* _WHAT IS BEING ASKED_: Reproduce every line from the one containing "-- select a point on the road surface, one" down to the one containing "91), (127, 34)]", switching "asphalt road" to "paved road" and leaving all else in those lines unchanged.

━━━━━ SUPPLIED MATERIAL

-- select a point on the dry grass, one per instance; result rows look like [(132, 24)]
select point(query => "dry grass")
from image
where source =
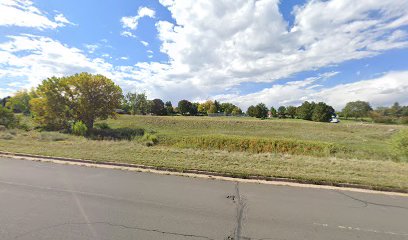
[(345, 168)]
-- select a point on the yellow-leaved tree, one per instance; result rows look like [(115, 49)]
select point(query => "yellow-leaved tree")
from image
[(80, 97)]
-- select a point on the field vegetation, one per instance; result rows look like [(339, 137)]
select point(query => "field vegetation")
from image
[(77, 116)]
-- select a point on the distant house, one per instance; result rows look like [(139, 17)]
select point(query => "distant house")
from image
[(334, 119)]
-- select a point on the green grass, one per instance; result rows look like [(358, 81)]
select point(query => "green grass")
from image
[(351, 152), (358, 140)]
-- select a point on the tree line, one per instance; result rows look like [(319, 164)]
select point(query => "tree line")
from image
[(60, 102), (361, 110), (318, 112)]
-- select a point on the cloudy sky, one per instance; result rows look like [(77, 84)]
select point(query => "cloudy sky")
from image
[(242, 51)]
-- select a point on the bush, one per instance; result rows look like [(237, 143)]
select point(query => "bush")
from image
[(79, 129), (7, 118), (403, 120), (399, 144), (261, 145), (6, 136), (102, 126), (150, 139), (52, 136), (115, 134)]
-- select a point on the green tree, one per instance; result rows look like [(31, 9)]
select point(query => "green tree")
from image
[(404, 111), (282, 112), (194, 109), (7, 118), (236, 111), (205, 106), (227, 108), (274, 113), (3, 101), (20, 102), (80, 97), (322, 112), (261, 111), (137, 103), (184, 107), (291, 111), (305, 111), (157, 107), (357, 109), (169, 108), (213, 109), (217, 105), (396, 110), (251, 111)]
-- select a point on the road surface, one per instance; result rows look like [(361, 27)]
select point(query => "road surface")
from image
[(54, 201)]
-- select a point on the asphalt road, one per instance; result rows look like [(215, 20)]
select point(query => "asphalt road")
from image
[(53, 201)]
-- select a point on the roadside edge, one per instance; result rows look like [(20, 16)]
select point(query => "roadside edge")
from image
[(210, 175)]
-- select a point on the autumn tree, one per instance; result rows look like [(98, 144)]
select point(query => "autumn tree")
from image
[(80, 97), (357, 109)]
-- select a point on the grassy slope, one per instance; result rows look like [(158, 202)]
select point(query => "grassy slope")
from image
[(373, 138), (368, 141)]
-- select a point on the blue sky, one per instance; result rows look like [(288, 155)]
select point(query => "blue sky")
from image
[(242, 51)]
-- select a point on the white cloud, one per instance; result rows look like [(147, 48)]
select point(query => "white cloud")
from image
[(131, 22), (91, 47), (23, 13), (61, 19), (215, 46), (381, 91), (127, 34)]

━━━━━━━━━━
━━━━━ SUPPLIED MATERIAL

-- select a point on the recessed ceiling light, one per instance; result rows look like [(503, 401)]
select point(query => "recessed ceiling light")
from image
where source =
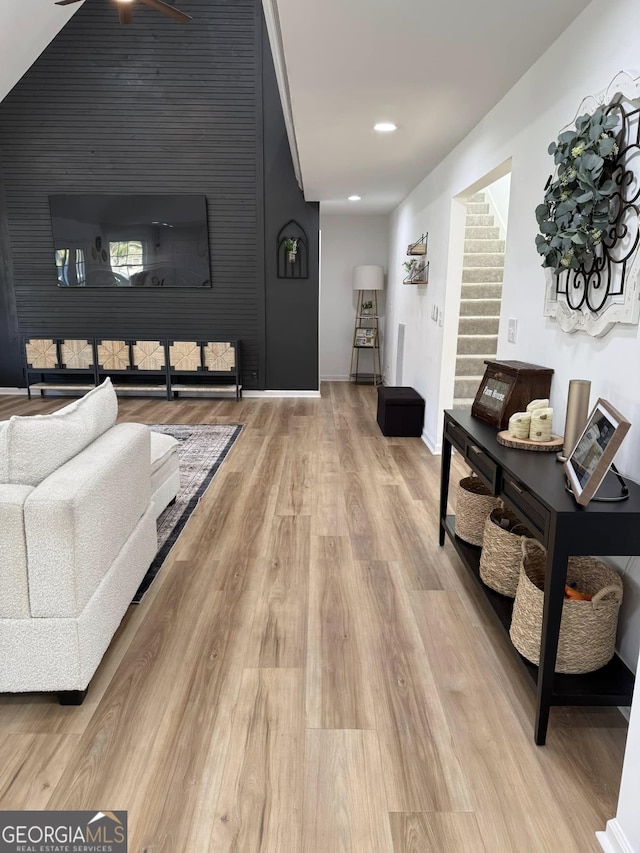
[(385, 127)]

━━━━━━━━━━
━━━━━ SUPPLIED MATERIAL

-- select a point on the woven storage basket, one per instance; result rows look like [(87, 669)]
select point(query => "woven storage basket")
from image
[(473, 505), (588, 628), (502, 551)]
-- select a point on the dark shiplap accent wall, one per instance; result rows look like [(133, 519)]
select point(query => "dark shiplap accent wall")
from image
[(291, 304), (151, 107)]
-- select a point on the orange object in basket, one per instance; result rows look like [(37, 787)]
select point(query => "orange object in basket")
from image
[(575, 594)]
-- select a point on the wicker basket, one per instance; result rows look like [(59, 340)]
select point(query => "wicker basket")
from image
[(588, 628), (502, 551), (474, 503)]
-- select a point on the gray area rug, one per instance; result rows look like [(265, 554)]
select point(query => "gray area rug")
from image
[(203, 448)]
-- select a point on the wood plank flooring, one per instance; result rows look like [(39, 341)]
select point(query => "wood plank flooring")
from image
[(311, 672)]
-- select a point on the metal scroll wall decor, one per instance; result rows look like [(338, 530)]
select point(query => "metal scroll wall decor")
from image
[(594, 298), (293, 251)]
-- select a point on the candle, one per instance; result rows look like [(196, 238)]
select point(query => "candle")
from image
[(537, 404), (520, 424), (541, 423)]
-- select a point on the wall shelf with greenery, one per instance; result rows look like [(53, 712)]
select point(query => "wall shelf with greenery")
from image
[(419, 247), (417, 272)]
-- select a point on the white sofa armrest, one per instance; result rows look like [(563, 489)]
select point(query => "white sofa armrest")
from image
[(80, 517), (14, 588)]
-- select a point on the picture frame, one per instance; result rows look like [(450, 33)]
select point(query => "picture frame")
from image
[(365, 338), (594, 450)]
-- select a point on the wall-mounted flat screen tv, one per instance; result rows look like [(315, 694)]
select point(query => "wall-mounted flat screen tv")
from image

━━━━━━━━━━

* _RESULT OF THIS EXERCISE_:
-- select a point on the road surface, one per instance; result rows look like [(361, 27)]
select point(query => "road surface")
from image
[(54, 201)]
-- select a point on the paved road, one per instance; result rows look like [(215, 20)]
select point(query => "paved road")
from image
[(53, 201)]
-- select a point on the roadside edge, one per instance; result rows look like [(20, 16)]
select point(query => "roadside edge")
from image
[(210, 175)]
-- select a point on the autumn tree, one per instance; result rows look like [(98, 144)]
select point(query => "autumn tree")
from image
[(80, 97), (357, 109)]
-- select a point on the grassy slope, one per instance; result rows look like [(158, 202)]
select point(query => "grassy slope")
from image
[(373, 138), (368, 141)]
-- select a point on the blue sky, one per instance; result rows look like [(288, 155)]
select point(query => "blue sky")
from image
[(242, 51)]
-- select a point on the white cloud, one per instance; result rows look like [(147, 48)]
select point(query => "white cloud")
from image
[(131, 22), (91, 47), (23, 13), (61, 19), (215, 46), (381, 91), (127, 34)]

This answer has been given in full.